*DATA TO PROCESS*.
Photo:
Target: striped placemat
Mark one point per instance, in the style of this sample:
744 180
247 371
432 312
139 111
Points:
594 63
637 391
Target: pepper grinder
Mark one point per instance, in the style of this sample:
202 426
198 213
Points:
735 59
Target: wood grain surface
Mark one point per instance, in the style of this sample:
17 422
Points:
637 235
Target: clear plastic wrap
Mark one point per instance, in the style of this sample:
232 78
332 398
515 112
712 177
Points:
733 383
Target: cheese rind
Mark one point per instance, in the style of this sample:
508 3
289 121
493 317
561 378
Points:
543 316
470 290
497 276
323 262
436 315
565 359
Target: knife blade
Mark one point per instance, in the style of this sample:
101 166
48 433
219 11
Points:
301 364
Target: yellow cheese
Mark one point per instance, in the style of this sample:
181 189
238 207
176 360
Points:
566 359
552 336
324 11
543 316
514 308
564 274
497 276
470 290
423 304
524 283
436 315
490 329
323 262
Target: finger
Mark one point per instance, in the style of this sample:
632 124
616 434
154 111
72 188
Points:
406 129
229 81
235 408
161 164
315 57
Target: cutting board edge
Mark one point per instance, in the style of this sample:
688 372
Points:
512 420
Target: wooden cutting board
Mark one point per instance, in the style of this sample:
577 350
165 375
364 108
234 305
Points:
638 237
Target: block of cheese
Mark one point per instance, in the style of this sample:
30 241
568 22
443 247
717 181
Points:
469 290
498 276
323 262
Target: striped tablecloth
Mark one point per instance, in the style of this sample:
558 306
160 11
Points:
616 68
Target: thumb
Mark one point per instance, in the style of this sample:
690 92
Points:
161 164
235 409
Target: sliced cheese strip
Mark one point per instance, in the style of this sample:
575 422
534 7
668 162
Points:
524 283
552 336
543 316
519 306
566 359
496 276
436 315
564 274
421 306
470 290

* * *

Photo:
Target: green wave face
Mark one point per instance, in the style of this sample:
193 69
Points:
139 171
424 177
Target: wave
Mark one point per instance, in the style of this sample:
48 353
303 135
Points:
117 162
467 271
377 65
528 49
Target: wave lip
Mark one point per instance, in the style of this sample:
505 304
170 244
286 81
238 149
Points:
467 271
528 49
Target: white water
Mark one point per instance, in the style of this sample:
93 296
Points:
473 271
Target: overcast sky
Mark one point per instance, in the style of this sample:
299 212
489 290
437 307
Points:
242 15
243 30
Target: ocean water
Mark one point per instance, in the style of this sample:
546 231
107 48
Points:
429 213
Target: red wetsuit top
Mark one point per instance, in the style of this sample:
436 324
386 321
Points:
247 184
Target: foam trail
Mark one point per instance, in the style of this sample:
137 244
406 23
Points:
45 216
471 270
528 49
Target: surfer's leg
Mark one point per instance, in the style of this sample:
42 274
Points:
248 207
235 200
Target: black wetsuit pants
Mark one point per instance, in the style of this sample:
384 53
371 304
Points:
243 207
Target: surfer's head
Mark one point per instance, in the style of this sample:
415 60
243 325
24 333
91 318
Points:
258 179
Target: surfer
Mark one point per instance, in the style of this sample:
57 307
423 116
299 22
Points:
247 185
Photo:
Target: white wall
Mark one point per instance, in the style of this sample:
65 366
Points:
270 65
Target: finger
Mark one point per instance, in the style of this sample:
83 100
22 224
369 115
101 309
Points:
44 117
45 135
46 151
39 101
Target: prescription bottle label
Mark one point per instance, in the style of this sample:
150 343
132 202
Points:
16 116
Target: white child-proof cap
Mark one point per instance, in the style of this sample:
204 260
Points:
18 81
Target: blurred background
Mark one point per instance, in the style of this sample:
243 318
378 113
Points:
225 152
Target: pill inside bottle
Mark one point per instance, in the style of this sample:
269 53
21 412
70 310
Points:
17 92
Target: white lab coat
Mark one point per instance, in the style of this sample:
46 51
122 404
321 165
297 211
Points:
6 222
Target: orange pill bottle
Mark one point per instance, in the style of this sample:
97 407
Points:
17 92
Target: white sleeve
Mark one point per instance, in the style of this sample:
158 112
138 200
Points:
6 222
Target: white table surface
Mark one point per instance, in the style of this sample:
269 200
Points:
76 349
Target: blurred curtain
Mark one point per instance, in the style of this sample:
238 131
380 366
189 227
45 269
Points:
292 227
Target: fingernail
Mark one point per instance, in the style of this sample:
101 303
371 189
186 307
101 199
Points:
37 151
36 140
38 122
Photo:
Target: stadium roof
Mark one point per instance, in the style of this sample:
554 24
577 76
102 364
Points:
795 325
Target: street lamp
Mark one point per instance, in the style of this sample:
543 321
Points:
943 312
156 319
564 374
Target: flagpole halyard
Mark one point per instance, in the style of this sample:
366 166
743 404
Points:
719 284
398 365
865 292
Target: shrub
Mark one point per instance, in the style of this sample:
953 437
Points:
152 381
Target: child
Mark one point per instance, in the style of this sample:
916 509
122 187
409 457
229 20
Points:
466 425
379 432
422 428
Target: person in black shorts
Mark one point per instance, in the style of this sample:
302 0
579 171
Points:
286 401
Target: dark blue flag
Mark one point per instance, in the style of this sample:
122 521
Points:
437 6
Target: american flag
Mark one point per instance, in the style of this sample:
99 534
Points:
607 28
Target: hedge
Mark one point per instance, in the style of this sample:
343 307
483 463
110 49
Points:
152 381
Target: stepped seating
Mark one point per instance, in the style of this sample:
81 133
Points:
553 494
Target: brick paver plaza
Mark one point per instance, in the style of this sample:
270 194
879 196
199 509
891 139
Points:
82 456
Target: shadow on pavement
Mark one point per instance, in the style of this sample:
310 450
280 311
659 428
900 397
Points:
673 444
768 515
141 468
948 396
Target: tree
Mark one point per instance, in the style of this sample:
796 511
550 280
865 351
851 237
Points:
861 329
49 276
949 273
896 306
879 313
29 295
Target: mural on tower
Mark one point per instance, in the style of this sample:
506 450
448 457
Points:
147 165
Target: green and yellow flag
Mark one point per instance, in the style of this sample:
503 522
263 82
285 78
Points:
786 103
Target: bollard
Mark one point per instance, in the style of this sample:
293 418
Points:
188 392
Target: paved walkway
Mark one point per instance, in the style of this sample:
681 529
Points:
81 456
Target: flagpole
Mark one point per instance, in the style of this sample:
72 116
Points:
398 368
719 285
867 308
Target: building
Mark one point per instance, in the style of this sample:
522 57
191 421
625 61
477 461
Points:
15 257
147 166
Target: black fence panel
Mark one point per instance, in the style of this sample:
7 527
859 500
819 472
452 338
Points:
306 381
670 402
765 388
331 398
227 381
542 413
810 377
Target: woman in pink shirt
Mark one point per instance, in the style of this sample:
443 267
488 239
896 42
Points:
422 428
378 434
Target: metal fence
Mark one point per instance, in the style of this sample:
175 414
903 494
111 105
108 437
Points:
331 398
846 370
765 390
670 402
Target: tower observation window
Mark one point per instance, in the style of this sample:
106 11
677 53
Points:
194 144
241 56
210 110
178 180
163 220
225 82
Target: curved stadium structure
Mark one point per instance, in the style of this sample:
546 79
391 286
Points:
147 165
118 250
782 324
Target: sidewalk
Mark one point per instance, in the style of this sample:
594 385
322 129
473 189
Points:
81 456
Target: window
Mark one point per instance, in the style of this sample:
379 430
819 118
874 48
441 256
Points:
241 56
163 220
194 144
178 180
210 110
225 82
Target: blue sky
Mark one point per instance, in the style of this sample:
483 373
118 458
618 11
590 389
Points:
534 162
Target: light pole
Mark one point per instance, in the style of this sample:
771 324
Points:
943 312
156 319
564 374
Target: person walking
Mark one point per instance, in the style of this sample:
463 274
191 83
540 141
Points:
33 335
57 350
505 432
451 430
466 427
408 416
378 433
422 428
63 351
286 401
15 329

*WHAT TO WORK ON*.
Search the data above for the string "window" and copy each line that has it.

*EXPECTED OUTPUT*.
Target: tower observation window
Target: window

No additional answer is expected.